■ REQUIRED WORK:
Say how many of the lines below include the word "trailer", and write nothing else.

Records from a dataset
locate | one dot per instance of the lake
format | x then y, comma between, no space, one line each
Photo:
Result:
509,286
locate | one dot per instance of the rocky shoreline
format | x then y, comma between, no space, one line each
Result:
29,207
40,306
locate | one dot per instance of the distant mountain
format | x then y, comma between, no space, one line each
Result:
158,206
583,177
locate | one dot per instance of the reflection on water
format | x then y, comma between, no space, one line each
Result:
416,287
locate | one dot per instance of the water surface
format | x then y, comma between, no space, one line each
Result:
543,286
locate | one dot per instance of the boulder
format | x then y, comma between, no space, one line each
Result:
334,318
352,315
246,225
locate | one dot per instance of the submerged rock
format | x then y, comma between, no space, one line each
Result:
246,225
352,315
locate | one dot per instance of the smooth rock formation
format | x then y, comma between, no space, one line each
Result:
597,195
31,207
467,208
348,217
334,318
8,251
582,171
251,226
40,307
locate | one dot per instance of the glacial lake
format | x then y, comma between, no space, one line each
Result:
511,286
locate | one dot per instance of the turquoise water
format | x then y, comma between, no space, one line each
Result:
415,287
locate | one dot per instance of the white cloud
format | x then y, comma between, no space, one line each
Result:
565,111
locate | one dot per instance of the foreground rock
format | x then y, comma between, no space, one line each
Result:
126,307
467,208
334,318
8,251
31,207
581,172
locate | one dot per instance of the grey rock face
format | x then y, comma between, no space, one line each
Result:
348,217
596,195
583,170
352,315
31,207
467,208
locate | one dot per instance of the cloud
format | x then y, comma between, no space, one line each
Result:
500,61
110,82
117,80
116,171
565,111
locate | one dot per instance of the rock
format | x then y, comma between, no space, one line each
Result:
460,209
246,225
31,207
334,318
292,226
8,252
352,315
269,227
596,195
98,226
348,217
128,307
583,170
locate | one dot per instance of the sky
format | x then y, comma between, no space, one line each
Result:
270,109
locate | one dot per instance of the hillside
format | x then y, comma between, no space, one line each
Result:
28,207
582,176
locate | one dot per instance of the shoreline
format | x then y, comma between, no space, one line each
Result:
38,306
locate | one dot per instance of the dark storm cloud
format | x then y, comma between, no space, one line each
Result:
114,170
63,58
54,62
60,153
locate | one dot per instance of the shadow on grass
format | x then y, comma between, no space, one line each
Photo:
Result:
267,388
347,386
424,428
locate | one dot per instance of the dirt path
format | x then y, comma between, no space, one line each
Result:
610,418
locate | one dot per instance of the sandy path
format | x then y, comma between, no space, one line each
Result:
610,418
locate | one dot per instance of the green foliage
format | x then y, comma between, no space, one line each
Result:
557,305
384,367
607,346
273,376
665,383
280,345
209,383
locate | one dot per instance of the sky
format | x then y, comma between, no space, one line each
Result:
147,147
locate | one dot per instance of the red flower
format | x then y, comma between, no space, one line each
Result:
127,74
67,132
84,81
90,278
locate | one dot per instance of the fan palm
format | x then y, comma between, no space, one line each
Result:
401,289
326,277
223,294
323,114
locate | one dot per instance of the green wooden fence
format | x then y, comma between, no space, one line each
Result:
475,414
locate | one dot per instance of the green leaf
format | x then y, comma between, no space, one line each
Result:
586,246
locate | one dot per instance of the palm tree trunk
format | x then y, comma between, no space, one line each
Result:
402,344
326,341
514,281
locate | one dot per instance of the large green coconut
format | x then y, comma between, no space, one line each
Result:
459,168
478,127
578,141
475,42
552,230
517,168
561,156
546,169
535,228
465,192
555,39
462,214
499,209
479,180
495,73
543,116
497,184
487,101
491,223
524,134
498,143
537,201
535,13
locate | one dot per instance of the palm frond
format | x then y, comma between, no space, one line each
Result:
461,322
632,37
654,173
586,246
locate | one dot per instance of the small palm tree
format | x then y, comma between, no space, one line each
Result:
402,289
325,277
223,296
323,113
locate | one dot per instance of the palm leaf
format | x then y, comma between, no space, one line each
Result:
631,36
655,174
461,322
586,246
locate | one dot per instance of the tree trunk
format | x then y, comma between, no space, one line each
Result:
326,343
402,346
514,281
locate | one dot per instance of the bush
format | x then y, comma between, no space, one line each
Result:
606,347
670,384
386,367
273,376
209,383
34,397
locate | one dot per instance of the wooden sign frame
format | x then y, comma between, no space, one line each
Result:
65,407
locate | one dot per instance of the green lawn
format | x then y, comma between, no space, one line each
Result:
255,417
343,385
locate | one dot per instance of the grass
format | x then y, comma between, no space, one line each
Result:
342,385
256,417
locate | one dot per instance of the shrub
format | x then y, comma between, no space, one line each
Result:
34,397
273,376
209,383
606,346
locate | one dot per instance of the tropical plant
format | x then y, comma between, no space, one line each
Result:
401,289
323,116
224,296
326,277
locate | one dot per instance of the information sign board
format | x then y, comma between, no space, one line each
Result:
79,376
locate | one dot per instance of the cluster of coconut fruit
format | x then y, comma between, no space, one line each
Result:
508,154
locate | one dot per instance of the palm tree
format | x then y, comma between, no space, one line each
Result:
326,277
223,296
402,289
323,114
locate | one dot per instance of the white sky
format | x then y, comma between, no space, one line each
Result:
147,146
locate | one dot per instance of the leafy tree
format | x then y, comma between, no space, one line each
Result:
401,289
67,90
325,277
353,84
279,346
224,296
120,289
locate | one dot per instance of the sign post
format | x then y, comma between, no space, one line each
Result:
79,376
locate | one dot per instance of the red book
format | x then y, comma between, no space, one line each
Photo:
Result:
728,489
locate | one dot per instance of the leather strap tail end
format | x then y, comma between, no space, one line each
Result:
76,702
* * *
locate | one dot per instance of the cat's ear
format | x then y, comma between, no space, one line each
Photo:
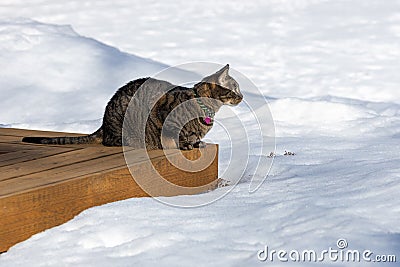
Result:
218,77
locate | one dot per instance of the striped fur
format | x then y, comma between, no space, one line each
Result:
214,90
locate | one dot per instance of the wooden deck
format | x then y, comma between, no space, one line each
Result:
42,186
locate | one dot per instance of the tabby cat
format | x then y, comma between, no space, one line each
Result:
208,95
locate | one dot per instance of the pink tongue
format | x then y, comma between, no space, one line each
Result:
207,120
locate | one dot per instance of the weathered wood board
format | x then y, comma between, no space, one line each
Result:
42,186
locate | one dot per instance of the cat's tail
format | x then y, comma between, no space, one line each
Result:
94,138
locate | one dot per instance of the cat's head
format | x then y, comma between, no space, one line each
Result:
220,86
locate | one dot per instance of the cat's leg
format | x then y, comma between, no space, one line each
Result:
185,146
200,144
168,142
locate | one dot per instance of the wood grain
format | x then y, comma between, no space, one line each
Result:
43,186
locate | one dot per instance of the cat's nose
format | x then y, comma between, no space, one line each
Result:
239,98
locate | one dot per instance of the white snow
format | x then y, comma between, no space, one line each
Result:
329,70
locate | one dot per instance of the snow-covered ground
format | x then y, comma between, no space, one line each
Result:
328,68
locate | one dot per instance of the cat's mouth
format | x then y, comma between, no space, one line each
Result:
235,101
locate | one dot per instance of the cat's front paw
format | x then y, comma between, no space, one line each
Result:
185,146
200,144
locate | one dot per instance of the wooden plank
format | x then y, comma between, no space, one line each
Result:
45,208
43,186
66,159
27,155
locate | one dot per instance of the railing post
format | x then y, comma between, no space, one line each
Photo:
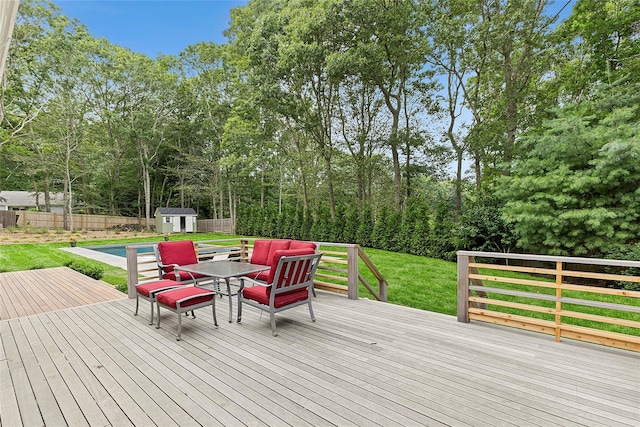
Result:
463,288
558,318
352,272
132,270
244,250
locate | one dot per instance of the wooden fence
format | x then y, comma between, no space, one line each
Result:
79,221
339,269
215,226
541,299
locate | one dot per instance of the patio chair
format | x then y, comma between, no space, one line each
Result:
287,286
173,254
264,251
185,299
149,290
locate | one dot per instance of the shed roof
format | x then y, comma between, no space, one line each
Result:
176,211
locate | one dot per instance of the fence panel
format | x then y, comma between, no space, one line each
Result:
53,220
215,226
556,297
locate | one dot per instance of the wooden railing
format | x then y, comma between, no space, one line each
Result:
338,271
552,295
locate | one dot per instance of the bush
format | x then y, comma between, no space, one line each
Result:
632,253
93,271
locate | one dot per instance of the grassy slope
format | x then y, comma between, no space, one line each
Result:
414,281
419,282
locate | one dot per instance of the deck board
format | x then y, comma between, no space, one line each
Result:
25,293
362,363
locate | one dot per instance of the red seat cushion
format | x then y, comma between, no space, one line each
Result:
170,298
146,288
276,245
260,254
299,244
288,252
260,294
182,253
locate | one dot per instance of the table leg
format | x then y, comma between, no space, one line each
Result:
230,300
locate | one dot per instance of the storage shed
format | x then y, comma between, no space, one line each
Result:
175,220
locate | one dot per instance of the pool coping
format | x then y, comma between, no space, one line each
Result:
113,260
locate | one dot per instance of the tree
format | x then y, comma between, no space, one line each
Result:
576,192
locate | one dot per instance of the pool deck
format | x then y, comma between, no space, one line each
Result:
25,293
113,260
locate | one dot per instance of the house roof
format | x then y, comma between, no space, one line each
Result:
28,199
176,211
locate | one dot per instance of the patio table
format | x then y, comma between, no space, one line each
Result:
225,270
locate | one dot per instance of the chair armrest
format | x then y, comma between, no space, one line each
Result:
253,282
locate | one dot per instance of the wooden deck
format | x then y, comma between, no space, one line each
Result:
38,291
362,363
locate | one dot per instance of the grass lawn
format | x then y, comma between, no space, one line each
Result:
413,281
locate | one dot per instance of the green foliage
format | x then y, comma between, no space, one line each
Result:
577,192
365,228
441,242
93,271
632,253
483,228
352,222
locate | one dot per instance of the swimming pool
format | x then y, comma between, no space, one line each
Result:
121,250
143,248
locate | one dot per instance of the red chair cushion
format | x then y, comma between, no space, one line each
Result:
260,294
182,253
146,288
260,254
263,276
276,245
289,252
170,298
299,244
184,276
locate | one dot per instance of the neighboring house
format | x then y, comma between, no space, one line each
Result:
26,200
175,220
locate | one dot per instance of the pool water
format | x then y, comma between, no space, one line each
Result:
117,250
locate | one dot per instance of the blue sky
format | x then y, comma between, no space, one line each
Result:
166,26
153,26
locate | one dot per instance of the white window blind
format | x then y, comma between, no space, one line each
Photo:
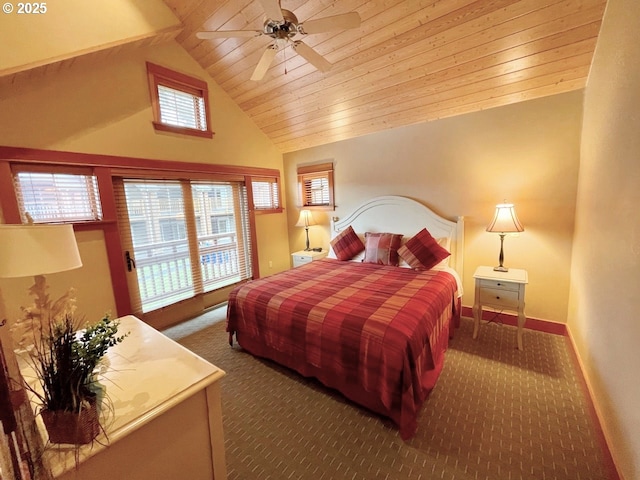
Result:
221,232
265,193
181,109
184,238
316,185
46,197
...
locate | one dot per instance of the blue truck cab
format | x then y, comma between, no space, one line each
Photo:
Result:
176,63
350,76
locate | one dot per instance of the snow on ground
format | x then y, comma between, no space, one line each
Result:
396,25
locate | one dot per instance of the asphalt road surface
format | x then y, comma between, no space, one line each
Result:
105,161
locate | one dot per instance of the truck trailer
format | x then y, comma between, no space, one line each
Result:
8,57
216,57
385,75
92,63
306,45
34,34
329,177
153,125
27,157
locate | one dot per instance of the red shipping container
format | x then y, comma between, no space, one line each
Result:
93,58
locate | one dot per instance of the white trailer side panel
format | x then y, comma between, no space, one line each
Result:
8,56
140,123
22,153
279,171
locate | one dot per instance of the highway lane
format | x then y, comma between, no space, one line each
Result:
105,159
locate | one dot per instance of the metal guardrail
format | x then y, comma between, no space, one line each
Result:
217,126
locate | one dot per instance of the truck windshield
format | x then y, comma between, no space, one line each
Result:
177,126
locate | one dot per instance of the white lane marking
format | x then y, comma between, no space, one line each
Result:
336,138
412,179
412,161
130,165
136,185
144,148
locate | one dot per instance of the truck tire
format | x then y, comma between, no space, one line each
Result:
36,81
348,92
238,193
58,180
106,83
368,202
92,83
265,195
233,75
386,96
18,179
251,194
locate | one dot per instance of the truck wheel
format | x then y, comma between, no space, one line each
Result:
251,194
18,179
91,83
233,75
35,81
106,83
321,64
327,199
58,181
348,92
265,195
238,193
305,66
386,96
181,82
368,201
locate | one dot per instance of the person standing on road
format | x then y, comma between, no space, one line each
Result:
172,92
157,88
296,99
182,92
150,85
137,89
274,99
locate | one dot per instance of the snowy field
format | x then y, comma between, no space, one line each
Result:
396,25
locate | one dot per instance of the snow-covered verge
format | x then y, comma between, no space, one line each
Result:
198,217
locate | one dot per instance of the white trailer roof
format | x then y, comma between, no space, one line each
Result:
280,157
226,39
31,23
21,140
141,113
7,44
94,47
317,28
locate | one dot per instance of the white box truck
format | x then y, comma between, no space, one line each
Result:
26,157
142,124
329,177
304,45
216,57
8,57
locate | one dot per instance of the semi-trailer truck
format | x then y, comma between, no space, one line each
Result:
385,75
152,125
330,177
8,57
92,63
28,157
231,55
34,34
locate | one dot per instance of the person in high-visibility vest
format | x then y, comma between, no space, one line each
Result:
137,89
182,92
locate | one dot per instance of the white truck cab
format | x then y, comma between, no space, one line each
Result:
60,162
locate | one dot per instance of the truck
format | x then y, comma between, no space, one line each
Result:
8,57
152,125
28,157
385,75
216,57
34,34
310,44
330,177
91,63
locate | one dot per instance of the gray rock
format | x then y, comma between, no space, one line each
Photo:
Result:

■ ANSWER SPACE:
4